[TASK REQUIREMENTS]: Can you copy everything from the line containing "Place a point on every instance of the leaf" down to the end of the entries, character for character?

[ENTRIES]:
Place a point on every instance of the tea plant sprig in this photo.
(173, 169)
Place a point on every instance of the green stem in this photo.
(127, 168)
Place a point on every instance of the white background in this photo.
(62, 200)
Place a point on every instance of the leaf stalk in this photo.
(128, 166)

[WRITTEN ANSWER]:
Place a point on every instance of the leaf stalk in this photo.
(128, 166)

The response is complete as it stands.